# EXERCISE A:
Repeat the EitherT post below word for word.

# PASSAGE SHOWN:
Proposal to solve the `EitherT` problem.

John Lato jwlato at gmail.com
Thu Aug 15 01:30:46 CEST 2013


Edward already pointed this out, however it seems to me that most
commenters on this thread are neglecting one salient point: transformers is
Ross's package.  I don't think anyone is presenting any new arguments at
this point, simply rehashing their support for one stance or another.
Given that, this appears to be devolving into "everyone respond on thread
until Ross caves," which I think is a bad precedent.


On Wed, Aug 14, 2013 at 6:03 PM, Gábor Lehel <illissius at gmail.com> wrote:

> +1 also, for what little it's worth.
>
> Maybe it would've been a better idea to have separate types for
> "asymmetric" error handling and for "symmetric" case-splitting in the
> first place, but we don't, we have Either. It has a Monad instance,
> and people use it. These ships have sailed. Consistency, simplicity,
> and the path of least resistance all point to lifting EitherT into
> transformers as it is. Bikeshedding the Best Possible Name for a new
> addition is one thing, but the potential benefit of renaming here
> would be so slight that it doesn't remotely justify breaking peoples'
> existing code over it.

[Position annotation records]

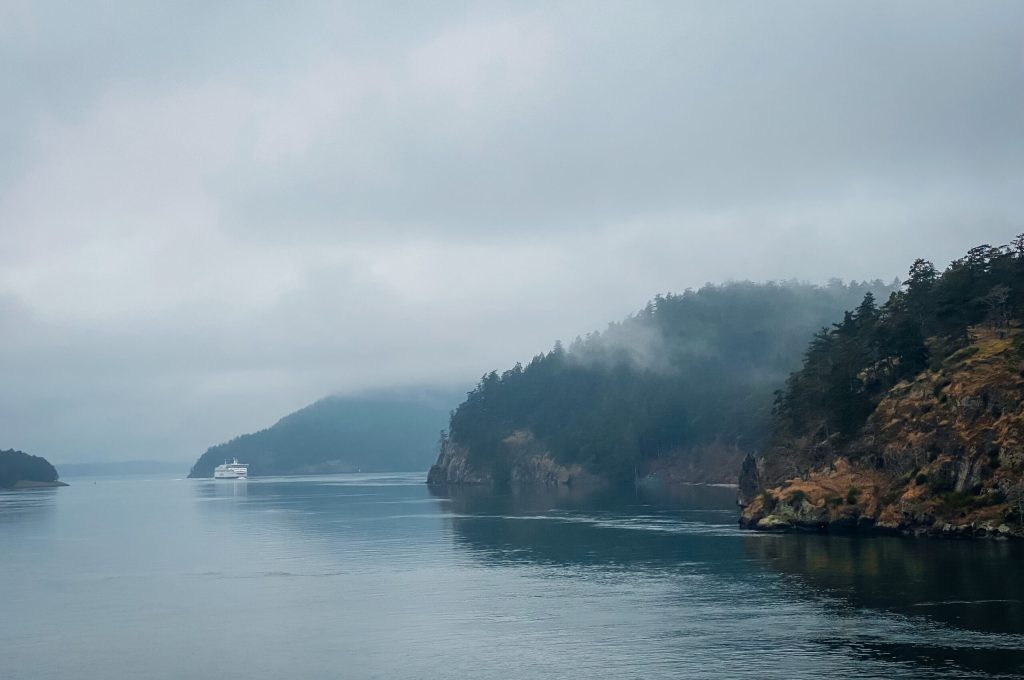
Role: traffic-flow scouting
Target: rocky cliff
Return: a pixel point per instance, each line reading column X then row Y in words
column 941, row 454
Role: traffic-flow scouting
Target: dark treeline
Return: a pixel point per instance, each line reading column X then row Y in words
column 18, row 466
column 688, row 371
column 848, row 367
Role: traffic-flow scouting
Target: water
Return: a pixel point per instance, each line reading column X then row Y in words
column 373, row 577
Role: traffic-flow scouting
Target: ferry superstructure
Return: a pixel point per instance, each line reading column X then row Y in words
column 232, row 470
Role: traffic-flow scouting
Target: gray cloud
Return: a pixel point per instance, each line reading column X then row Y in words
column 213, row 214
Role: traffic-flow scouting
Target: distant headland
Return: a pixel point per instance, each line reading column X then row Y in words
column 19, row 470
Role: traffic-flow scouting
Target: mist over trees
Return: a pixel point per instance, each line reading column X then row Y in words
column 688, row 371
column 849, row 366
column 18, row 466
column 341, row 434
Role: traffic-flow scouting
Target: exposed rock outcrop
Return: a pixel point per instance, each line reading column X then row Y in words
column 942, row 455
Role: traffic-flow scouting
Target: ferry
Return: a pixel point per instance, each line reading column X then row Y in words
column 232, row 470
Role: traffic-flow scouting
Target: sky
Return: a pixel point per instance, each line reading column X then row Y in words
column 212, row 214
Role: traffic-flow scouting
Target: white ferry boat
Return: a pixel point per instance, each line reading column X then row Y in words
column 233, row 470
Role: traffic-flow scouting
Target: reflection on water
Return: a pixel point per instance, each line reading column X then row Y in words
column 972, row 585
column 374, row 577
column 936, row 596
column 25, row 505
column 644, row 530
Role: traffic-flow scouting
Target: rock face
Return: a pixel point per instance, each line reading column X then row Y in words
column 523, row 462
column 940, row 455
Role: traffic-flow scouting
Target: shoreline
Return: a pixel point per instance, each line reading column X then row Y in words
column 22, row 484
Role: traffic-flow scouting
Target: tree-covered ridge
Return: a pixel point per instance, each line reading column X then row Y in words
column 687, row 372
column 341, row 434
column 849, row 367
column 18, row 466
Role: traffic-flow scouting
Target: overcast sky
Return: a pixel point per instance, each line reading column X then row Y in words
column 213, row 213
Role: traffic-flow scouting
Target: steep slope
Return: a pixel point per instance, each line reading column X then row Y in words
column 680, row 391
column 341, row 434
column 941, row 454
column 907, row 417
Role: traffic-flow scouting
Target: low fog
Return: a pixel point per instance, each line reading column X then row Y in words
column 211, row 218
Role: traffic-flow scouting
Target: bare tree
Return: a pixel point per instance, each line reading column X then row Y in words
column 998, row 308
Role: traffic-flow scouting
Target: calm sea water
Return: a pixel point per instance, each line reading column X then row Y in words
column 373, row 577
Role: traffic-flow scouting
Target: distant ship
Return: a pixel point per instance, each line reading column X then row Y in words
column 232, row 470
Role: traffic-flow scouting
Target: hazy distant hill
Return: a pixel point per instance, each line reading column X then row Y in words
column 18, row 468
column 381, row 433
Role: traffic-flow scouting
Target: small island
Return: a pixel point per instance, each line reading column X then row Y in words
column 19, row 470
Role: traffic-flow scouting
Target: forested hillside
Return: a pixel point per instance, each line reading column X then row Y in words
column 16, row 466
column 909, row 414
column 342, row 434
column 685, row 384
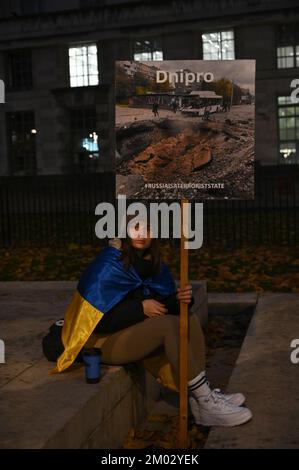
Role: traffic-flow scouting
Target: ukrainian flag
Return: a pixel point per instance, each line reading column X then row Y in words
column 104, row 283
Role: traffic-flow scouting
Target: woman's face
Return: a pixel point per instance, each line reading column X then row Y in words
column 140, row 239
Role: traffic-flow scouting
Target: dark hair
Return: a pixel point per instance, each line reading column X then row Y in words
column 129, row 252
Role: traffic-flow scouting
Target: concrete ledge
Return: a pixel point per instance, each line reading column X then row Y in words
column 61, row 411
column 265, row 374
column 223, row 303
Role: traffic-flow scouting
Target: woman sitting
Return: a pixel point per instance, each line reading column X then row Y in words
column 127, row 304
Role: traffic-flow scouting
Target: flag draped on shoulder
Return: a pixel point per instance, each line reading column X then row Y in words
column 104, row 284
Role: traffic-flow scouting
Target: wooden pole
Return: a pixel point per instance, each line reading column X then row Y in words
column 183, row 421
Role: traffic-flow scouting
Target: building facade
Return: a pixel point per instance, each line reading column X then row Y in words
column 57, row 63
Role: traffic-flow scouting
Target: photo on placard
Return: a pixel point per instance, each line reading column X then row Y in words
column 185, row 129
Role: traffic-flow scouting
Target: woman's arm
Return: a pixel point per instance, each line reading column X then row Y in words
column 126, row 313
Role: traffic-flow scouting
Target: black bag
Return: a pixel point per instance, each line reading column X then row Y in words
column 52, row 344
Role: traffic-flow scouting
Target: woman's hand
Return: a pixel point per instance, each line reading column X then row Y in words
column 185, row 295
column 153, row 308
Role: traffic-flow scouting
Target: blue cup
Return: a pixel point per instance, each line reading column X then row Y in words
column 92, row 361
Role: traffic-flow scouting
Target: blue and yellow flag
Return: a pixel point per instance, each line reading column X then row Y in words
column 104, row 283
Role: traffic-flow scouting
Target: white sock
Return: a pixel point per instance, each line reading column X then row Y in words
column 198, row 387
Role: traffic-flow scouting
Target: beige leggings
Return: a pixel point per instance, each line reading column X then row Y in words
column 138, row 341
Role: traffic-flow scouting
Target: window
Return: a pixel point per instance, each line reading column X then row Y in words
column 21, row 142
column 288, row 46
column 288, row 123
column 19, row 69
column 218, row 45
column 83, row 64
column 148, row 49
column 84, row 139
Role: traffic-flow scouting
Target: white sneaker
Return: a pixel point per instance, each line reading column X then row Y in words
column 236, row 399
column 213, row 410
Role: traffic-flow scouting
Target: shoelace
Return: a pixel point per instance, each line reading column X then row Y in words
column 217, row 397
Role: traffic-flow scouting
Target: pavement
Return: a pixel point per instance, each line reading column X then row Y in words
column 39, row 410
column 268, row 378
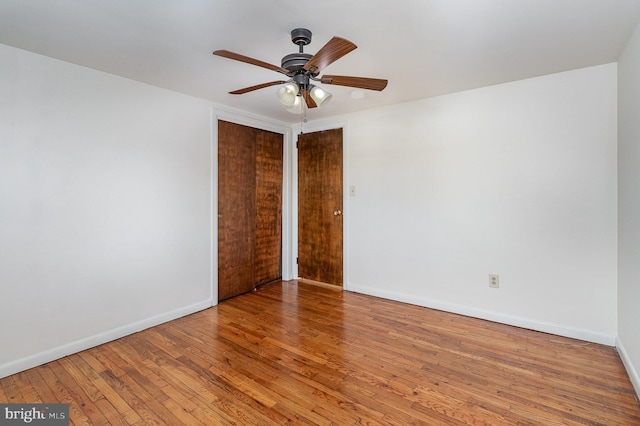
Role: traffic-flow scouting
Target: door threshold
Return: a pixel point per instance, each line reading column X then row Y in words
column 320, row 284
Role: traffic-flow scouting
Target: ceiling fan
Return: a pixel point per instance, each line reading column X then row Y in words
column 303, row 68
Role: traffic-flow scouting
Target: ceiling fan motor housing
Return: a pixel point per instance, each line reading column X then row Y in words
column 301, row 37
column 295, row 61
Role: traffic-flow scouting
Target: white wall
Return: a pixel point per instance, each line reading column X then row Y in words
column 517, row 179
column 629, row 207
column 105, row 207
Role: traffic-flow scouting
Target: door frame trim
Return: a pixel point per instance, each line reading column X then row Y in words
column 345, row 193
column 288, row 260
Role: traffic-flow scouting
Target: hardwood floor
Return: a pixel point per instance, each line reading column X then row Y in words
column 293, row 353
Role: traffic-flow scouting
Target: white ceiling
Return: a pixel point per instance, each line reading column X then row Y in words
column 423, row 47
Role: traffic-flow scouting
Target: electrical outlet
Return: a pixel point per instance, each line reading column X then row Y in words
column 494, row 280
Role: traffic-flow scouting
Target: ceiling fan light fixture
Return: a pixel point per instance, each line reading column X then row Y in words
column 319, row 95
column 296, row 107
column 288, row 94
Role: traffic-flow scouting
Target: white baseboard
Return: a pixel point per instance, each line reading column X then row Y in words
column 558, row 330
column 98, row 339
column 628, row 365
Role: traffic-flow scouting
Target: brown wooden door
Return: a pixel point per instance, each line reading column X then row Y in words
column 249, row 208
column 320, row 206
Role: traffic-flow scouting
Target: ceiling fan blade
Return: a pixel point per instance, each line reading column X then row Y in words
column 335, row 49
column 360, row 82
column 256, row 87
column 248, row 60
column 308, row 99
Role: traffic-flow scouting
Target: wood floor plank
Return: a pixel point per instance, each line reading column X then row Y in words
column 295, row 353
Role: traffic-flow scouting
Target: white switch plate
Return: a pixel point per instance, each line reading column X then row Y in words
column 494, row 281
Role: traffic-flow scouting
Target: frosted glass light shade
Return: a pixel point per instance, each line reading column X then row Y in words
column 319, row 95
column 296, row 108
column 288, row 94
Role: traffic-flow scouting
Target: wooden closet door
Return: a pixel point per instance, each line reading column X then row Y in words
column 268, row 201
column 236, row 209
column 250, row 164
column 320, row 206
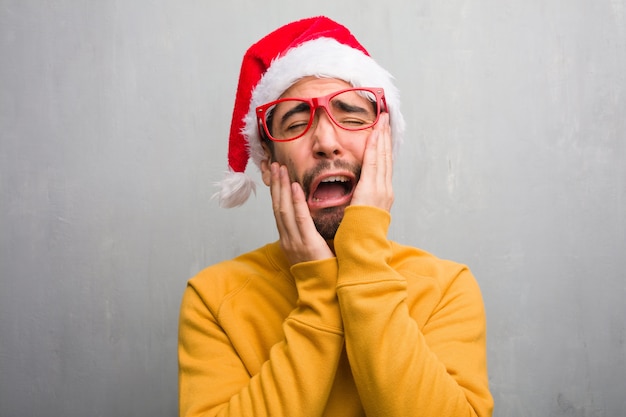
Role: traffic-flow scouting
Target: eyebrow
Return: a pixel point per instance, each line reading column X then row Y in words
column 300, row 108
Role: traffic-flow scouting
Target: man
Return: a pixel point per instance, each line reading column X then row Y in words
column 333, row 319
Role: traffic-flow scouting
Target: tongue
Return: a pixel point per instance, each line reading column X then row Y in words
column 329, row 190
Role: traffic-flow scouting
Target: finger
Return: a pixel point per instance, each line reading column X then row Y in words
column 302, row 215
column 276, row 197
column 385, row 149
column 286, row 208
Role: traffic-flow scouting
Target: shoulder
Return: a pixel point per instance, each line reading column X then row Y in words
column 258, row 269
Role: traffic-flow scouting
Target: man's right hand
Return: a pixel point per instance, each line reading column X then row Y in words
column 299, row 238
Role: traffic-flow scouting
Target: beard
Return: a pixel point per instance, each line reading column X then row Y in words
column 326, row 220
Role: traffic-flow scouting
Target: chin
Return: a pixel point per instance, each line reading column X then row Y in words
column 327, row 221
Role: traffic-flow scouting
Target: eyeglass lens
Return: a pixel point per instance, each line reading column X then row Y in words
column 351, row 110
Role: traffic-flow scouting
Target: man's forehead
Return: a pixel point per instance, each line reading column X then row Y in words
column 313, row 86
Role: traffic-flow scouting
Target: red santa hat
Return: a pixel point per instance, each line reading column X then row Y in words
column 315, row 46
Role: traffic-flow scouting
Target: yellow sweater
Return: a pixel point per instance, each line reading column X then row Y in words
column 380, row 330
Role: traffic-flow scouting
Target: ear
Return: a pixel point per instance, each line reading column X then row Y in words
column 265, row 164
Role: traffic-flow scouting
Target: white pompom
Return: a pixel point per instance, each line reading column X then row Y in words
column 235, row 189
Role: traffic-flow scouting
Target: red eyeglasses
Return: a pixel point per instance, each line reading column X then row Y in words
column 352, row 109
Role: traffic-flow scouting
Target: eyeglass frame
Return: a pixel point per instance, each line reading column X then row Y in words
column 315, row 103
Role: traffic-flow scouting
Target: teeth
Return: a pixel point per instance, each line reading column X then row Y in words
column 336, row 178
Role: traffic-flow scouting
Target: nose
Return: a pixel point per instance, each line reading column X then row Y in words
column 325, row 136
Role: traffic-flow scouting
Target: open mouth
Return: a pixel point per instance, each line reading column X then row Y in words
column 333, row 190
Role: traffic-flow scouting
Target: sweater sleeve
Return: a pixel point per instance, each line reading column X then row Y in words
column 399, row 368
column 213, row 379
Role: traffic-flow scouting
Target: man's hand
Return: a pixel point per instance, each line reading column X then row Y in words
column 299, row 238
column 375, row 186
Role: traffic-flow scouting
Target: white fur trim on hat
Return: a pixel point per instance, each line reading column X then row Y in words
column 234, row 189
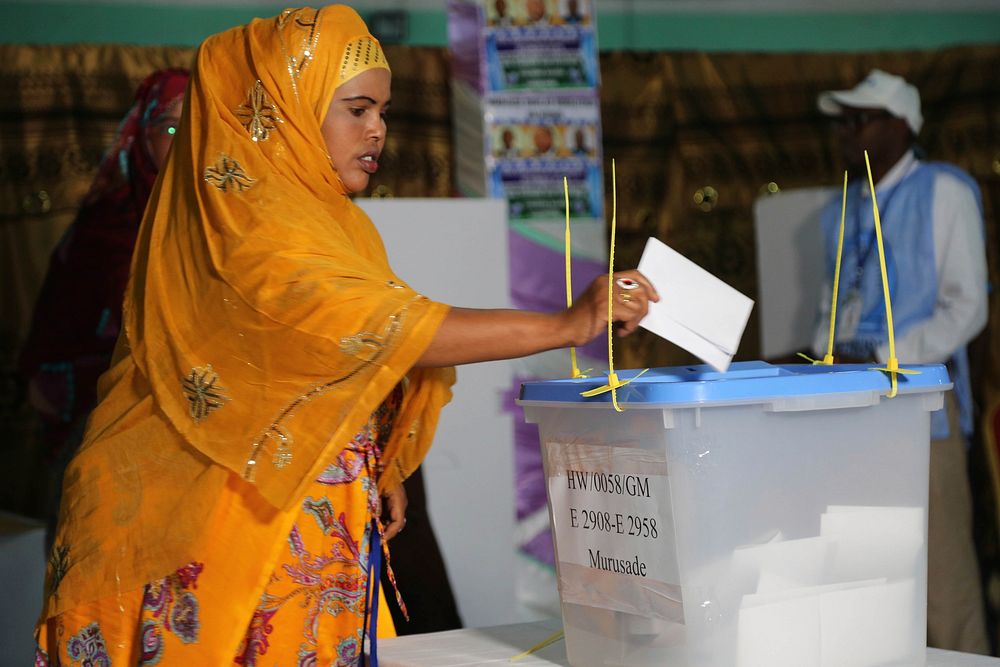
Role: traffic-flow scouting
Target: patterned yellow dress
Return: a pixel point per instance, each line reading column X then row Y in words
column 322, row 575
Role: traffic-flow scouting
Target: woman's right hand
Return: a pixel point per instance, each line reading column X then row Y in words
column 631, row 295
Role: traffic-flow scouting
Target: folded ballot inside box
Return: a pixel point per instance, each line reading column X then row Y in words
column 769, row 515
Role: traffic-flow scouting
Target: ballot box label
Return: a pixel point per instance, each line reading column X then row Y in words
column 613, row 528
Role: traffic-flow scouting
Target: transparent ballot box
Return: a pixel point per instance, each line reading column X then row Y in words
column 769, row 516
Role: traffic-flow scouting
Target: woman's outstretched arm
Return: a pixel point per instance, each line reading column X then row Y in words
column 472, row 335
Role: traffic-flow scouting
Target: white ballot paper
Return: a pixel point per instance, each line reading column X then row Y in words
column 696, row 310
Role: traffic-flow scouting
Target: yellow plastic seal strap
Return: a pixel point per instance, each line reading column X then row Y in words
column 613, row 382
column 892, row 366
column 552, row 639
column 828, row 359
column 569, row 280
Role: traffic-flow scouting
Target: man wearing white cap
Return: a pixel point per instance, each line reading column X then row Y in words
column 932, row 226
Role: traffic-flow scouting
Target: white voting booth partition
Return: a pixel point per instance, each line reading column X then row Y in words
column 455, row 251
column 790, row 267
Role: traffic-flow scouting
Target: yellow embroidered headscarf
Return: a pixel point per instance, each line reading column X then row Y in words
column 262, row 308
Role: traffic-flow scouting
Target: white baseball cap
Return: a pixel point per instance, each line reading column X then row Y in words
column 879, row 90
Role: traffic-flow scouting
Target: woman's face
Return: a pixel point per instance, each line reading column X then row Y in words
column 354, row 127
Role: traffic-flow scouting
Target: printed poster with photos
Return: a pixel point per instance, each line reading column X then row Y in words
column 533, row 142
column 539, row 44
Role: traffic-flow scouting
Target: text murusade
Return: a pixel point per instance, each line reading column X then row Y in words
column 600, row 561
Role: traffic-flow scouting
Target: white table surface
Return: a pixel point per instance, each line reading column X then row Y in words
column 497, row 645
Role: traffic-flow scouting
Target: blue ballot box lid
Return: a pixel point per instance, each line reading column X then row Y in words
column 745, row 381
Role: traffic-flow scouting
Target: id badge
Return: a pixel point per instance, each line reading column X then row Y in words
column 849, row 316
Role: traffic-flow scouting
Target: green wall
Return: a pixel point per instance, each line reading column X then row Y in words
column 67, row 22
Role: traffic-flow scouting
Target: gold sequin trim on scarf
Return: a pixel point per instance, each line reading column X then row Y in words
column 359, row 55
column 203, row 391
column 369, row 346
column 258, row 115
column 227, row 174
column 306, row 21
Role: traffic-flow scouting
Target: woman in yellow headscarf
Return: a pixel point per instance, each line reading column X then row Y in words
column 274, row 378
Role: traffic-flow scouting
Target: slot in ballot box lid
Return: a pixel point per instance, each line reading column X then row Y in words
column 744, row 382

# EXERCISE B:
Rewrite the rows from their start through the line containing "column 213, row 214", with "gray cloud" changed to "storm cloud" and everything else left as it is. Return only that part of the rows, without the pictures.

# ANSWER A:
Proposal to solve the `EitherT` problem.

John Lato jwlato at gmail.com
Thu Aug 15 01:30:46 CEST 2013


Edward already pointed this out, however it seems to me that most
commenters on this thread are neglecting one salient point: transformers is
Ross's package.  I don't think anyone is presenting any new arguments at
this point, simply rehashing their support for one stance or another.
Given that, this appears to be devolving into "everyone respond on thread
until Ross caves," which I think is a bad precedent.


On Wed, Aug 14, 2013 at 6:03 PM, Gábor Lehel <illissius at gmail.com> wrote:

> +1 also, for what little it's worth.
>
> Maybe it would've been a better idea to have separate types for
> "asymmetric" error handling and for "symmetric" case-splitting in the
> first place, but we don't, we have Either. It has a Monad instance,
> and people use it. These ships have sailed. Consistency, simplicity,
> and the path of least resistance all point to lifting EitherT into
> transformers as it is. Bikeshedding the Best Possible Name for a new
> addition is one thing, but the potential benefit of renaming here
> would be so slight that it doesn't remotely justify breaking peoples'
> existing code over it.

# ANSWER B:
Role: traffic-flow scouting
Target: rocky cliff
Return: a pixel point per instance, each line reading column X then row Y in words
column 941, row 454
Role: traffic-flow scouting
Target: dark treeline
Return: a pixel point per instance, each line reading column X then row Y in words
column 18, row 466
column 688, row 371
column 848, row 367
Role: traffic-flow scouting
Target: water
Return: a pixel point per instance, each line reading column X then row Y in words
column 373, row 577
Role: traffic-flow scouting
Target: ferry superstructure
Return: a pixel point per instance, each line reading column X then row Y in words
column 232, row 470
Role: traffic-flow scouting
Target: storm cloud
Return: a pixel point per instance, each line reading column X then row Y in words
column 213, row 214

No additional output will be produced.